* **Dataset entries**:
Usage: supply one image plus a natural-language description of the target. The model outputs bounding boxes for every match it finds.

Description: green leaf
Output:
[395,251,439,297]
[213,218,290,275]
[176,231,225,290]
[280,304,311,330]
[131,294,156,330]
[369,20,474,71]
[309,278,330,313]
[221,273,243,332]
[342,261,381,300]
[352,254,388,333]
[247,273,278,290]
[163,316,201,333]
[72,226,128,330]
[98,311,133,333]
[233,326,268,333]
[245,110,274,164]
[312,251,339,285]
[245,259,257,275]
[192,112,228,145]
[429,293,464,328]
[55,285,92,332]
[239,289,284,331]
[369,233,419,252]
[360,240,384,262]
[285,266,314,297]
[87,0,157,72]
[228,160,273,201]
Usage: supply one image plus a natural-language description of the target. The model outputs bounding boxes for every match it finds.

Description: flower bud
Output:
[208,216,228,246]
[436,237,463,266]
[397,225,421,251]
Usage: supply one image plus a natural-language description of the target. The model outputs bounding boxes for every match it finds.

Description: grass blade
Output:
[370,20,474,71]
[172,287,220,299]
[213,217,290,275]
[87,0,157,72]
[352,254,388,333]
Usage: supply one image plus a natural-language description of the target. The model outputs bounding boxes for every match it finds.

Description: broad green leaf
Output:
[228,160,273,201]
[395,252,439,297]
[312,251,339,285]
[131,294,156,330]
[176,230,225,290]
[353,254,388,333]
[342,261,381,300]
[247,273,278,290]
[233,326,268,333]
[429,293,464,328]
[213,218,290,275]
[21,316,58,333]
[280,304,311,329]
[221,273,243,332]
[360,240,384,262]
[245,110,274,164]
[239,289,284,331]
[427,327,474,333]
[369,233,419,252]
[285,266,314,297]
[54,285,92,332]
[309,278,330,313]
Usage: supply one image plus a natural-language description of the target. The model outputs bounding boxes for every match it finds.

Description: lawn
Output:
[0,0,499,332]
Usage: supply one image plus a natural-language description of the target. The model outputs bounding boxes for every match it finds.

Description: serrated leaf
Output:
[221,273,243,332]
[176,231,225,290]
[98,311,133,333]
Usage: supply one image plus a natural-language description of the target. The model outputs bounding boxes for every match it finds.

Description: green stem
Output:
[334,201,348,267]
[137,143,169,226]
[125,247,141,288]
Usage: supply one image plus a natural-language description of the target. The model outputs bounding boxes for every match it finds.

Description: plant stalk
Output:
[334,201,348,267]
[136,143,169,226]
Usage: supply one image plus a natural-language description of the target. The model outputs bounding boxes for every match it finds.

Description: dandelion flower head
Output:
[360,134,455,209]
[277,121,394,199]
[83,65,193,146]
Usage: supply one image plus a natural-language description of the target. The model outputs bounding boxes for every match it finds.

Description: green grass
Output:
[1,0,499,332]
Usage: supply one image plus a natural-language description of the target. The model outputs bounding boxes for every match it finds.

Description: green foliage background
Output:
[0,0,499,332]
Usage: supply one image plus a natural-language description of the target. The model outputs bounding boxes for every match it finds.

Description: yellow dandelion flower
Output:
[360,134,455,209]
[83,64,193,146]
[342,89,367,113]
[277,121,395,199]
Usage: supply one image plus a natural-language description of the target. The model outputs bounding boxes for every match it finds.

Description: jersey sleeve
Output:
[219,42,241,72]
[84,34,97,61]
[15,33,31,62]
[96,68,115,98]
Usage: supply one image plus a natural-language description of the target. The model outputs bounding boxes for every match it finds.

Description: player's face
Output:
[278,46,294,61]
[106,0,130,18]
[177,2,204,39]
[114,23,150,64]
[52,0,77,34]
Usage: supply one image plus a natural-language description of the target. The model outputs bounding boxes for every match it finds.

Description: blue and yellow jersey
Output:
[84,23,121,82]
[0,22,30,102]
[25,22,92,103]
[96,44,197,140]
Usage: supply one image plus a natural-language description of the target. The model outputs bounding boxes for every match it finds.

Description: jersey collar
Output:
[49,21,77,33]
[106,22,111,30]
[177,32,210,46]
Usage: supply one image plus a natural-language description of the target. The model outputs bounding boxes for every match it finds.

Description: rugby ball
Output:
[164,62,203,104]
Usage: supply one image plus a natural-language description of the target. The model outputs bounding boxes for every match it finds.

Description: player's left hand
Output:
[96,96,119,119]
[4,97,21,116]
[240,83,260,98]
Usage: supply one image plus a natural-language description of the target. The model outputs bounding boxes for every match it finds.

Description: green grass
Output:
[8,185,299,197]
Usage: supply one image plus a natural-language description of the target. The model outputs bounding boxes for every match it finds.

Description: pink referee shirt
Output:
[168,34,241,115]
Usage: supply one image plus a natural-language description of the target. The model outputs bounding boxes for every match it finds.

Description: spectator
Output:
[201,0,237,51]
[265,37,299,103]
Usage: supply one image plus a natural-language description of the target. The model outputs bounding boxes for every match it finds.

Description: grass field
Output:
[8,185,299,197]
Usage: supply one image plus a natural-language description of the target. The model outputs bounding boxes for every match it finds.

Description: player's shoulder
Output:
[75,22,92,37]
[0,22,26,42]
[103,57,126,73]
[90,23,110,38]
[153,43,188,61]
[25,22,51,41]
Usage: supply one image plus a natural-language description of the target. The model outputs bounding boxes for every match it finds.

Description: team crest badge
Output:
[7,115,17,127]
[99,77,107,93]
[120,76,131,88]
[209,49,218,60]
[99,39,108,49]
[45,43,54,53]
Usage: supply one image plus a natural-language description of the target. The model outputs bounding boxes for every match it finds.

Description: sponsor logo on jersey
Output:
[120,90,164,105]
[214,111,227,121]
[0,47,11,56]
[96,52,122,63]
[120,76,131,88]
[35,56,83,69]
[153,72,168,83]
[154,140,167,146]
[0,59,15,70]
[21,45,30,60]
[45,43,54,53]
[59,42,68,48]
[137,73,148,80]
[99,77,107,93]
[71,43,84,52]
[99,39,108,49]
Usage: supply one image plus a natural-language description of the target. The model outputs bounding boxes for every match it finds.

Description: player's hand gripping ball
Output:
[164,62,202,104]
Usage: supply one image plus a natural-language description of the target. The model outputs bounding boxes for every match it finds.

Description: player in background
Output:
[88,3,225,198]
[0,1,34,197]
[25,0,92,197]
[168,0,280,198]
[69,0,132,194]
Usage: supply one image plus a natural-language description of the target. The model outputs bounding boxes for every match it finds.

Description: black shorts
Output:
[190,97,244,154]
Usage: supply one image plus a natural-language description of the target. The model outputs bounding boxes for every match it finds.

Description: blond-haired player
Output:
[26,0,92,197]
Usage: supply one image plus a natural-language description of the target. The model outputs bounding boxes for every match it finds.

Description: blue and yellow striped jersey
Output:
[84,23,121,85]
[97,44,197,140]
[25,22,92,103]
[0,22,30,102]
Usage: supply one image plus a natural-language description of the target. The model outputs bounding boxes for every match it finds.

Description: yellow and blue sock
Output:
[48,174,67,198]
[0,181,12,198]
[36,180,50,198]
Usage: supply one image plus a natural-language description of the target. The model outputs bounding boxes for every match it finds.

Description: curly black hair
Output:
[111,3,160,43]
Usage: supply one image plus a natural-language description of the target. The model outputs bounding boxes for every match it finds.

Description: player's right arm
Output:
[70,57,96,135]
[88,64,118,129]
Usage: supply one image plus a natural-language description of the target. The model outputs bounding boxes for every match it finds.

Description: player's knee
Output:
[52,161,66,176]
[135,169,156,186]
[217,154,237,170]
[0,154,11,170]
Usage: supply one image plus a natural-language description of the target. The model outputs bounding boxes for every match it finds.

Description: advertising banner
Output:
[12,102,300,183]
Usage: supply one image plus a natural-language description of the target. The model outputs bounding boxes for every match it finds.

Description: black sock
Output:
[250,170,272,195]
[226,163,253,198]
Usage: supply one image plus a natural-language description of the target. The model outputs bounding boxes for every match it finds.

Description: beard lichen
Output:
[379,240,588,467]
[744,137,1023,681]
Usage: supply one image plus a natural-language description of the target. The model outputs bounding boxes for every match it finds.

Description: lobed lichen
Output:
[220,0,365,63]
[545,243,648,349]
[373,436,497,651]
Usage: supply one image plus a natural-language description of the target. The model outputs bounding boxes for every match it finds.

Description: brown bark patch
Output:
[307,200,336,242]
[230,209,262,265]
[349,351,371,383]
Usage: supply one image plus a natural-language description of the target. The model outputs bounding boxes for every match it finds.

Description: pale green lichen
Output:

* **EXERCISE**:
Reproduce every line in the records above that contains the word "player".

* **EXPECTED OUTPUT**:
Description: player's face
Description: player's left hand
Description: player's shoulder
Description: player's hand gripping ball
Description: player in background
Description: blond-haired player
Description: player's right arm
Description: player's knee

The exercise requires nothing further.